__Assigned task__
Search the records for the string "below" and copy every line in which it appears.

=-=-=

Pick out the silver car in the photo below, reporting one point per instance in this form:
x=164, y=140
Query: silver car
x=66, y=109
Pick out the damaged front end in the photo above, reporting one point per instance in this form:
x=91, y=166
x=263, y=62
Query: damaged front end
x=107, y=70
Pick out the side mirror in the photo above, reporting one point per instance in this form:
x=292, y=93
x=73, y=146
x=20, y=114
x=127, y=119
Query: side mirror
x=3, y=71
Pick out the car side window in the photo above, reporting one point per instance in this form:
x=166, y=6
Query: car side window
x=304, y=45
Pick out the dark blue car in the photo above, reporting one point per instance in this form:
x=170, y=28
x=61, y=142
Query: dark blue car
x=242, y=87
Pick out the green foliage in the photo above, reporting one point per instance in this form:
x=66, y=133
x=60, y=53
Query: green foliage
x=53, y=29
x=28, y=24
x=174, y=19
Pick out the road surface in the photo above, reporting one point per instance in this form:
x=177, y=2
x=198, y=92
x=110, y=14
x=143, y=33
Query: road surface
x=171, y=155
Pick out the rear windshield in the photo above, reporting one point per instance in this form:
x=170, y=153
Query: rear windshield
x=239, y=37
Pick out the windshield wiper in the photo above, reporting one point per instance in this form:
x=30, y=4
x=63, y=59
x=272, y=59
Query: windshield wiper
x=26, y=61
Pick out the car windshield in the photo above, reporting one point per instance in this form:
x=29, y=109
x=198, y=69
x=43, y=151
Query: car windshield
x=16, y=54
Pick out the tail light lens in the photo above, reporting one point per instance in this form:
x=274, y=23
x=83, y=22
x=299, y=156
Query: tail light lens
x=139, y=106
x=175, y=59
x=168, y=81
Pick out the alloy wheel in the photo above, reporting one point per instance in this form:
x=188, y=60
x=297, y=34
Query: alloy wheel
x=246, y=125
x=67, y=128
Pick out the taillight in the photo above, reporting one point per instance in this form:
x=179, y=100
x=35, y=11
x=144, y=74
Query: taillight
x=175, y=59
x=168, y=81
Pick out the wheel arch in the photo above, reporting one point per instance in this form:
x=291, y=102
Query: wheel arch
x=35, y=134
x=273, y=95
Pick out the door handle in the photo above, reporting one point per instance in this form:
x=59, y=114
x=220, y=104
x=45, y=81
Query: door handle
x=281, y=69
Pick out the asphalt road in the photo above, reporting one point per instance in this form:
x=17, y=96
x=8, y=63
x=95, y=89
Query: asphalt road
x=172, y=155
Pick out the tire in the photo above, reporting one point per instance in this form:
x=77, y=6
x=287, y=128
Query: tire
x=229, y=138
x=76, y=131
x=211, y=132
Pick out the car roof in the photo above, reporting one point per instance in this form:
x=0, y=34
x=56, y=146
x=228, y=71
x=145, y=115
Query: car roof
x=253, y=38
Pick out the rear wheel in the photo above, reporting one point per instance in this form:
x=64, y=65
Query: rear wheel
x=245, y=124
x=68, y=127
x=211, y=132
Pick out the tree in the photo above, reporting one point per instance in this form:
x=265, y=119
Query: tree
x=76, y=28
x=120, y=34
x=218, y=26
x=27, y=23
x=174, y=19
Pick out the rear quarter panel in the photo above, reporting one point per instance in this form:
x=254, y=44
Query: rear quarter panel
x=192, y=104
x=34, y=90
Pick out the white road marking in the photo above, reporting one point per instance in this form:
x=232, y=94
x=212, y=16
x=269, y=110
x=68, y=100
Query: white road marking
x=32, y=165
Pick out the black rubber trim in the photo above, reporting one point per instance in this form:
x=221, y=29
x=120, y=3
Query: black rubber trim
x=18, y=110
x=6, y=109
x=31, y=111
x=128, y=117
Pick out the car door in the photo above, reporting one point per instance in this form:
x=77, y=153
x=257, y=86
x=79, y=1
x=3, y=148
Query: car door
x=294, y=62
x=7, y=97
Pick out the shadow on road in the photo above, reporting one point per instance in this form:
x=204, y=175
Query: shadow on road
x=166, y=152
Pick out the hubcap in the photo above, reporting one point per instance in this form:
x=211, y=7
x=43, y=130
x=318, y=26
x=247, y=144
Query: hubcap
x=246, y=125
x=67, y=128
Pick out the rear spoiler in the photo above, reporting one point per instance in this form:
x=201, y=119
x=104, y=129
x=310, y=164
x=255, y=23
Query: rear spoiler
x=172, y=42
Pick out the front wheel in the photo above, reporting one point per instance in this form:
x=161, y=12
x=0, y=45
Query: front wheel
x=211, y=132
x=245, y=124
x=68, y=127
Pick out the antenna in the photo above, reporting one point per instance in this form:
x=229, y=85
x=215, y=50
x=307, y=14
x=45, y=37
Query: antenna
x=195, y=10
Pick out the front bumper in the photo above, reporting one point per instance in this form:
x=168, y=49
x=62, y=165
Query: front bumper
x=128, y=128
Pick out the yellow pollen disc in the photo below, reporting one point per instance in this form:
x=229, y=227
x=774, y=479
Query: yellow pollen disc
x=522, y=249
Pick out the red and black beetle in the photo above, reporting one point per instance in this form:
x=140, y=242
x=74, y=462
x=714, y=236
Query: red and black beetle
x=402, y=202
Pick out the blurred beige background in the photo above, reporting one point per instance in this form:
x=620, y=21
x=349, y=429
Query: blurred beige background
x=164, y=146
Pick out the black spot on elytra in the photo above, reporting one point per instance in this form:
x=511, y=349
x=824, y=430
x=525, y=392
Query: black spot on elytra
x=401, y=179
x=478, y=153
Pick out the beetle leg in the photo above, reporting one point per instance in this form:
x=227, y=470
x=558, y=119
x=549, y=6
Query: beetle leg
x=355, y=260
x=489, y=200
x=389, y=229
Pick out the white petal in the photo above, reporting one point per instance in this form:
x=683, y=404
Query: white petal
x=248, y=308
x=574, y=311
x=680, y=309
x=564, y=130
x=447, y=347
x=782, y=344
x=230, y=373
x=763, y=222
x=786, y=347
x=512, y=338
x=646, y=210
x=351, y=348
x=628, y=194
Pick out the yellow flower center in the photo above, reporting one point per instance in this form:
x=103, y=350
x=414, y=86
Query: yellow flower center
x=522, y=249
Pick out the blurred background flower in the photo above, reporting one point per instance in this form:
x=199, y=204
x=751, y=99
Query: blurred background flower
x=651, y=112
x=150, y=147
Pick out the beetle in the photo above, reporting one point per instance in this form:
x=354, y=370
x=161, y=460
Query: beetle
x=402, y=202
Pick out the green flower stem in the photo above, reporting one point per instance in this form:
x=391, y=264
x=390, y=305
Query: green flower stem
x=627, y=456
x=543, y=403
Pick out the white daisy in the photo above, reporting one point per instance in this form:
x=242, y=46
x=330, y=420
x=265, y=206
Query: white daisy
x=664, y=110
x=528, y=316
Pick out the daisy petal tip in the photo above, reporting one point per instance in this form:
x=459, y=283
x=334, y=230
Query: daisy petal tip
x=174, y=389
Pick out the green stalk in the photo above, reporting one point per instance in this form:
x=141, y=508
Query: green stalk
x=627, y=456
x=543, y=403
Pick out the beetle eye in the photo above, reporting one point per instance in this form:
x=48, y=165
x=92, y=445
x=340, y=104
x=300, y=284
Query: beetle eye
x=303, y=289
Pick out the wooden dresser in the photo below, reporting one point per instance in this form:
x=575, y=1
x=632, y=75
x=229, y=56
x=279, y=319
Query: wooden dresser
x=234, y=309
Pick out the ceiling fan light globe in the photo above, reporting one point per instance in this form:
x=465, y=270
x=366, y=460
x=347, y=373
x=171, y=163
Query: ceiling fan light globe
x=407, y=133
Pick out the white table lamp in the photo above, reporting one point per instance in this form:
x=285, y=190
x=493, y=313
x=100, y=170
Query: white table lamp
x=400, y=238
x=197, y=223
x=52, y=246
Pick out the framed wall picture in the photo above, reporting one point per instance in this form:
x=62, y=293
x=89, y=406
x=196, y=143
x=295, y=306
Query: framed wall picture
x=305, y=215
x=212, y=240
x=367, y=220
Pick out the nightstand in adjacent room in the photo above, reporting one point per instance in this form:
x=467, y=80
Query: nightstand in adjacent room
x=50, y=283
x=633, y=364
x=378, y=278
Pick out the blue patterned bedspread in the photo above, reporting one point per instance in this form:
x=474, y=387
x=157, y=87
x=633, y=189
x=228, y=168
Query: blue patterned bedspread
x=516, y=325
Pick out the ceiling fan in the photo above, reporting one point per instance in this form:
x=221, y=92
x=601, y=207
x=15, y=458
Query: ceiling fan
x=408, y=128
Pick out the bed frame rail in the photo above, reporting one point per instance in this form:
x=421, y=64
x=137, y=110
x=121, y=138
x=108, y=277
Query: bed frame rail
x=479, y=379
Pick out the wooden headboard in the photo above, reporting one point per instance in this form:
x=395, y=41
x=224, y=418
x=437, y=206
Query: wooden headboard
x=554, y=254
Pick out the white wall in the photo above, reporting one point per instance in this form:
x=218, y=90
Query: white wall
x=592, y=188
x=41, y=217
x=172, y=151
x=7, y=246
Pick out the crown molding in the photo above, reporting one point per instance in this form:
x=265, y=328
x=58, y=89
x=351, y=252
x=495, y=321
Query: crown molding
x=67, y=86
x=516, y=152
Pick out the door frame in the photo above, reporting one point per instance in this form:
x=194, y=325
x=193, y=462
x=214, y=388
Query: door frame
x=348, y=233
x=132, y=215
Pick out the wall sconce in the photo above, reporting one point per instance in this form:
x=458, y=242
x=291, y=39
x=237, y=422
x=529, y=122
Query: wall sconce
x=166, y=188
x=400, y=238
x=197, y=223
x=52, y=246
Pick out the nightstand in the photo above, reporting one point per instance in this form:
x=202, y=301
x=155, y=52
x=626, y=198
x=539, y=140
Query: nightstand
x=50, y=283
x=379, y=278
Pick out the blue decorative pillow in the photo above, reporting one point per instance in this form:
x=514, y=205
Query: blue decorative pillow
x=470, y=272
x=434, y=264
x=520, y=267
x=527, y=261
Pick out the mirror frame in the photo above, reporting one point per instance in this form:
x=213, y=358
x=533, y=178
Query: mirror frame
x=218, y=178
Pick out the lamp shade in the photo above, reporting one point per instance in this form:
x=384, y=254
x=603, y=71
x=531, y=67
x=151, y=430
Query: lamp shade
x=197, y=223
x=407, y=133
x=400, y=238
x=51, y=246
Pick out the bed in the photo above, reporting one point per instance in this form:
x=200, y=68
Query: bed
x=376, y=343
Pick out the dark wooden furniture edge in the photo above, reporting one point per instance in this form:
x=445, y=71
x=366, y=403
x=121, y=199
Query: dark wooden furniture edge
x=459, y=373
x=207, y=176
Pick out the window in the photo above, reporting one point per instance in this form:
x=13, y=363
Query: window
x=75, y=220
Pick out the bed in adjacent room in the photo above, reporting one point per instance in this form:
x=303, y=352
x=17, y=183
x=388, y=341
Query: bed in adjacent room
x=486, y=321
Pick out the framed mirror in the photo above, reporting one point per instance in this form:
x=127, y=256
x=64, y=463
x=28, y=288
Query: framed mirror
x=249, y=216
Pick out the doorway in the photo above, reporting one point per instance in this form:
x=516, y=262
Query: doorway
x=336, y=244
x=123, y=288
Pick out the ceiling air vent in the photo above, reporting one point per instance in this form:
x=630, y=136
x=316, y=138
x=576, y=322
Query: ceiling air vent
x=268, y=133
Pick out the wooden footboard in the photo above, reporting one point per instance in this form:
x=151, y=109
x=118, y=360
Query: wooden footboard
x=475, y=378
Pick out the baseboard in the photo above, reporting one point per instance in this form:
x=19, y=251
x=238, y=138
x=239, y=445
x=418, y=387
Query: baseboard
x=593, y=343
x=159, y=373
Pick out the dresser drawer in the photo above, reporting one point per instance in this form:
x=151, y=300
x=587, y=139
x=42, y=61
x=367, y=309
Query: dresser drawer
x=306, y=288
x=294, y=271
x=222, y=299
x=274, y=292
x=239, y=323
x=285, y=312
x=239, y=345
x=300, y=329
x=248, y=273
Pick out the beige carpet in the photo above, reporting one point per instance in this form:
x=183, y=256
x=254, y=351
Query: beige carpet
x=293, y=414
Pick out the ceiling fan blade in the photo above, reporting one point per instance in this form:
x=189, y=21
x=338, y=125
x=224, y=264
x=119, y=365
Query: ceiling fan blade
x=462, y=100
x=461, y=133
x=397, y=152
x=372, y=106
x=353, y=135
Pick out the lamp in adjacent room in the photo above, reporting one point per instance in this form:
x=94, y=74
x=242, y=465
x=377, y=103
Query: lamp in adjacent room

=-=-=

__Solution to the problem__
Pick out the silver car in the photo below, reporting one point per instance in this form:
Pick out the yellow pollen disc in the photo below, reporting one point per instance in this form:
Pick out the wooden dresser in the photo below, reporting one point per instance in this form:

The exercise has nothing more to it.